文档片段:
+-------+
有多机分布式任务的example吗？

PKUFlyingPig commented 2 months ago

nice work！想请问是否有多机的 example 示例或者论文中实验的复现脚本，我看代码似乎是必须用 slurm 起机器是吗？例如我想复现论文中 70B+70B 的 end2end 实验的话能否给出步骤和建议呢，谢谢！

garrett4wade commented 2 months ago

Hi你好，感谢关注我们的工作！

我们昨天刚更新了用ray启动分布式的example，您可以clone main上的代码，然后去看下新的doc。

简单来说，按照ray的教程setup ray cluster之后，examples文件夹下面的script把mode设成ray就可以跑了。

在杀了实验之后，请记得在每个节点上重启下ray，不然ray的进程会stale，再起下一个实验会卡住。

PKUFlyingPig commented 1 month ago

你好，我按照文档里 quickstart 的 PPO example 时执行了如下指令：

python3 -m realhf.apps.quickstart ppo \
    experiment_name=quickstart-ppo \
    trial_name=release \
    exp_ctrl.total_train_epochs=1 \
    exp_ctrl.save_freq_steps=null \
    allocation_mode=heuristic \
    actor.type._class=llama \
    actor.path=meta-llama/Llama-2-7b \
    critic.type._class=llama \
    critic.type.is_critic=True \
    critic.path=meta-llama/Llama-2-7b \
    critic.gradient_checkpointing=True \
    ref.type._class=llama \
    ref.path=meta-llama/Llama-2-7b \
    rew.type._class=llama \
    rew.type.is_critic=True \
    rew.path=meta-llama/Llama-2-7b \
    dataset.path=ppo_dataset.jsonl \
    dataset.max_prompt_len=256 \
    dataset.train_bs_n_seqs=128 \
    ppo.gen.max_new_tokens=256 \
    ppo.gen.min_new_tokens=256 \
    ppo.ppo_n_minibatches=4 \
    ppo.kl_ctl=0.1 \
    ppo.value_eps_clip=0.2 \
    ppo.reward_output_scaling=10.0 \
    ppo.adv_norm=True ppo.value_norm=True

但是遇到了如下报错：

20240717-14:38:10.649 quickstart INFO: Running ppo experiment.
+-------+
(原始条目)
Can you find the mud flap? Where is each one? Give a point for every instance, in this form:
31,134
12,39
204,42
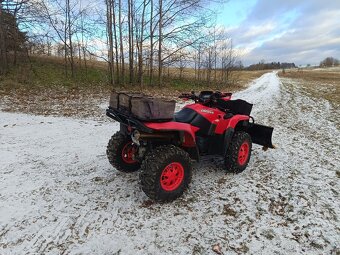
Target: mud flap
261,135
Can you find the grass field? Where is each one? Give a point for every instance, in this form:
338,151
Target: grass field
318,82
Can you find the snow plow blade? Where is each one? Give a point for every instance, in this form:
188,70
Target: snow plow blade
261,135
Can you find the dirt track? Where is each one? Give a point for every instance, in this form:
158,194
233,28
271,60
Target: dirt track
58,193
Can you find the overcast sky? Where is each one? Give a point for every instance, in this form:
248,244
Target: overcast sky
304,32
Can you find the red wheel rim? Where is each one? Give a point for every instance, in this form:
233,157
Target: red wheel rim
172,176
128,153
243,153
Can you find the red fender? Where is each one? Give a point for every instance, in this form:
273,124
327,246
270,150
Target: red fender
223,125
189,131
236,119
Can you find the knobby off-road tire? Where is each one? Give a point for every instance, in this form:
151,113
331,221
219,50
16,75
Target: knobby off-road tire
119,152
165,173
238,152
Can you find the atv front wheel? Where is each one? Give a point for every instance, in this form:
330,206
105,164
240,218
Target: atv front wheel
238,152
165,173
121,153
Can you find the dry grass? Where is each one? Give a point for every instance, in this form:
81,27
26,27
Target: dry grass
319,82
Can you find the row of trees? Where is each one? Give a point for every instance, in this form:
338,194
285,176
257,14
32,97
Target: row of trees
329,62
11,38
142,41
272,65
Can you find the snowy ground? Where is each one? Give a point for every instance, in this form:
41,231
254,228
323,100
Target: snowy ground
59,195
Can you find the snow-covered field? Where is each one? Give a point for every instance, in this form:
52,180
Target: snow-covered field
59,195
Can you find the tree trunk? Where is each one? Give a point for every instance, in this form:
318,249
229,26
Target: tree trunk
+-------+
练习题:
#1 请根据文档片段回答以下问题：
(a) garrett4wade 说昨天刚更新了用什么启动分布式的 example？
(b) 杀了实验之后，需要在每个节点上做什么？
(c) PKUFlyingPig 执行的指令中，dataset.path 被设成了什么？
#2 判断下列说法是否与文档片段相符，并引用原文中起决定作用的文字：
(a) PKUFlyingPig 想复现论文中 70B+70B 的 end2end 实验。
(b) 指令中 ppo.kl_ctl 被设为 0.2。
(c) 如果杀了实验后不在节点上重启 ray，再起下一个实验会卡住。
上面的条目与本练习无关。

参考答案:
#1
(a) 用 ray 启动分布式的 example。
(b) 在每个节点上重启 ray。
(c) ppo_dataset.jsonl。

#2
(a) 是。“例如我想复现论文中 70B+70B 的 end2end 实验的话能否给出步骤和建议呢”
(b) 否。“ppo.kl_ctl=0.1”
(c) 是。“不然ray的进程会stale，再起下一个实验会卡住”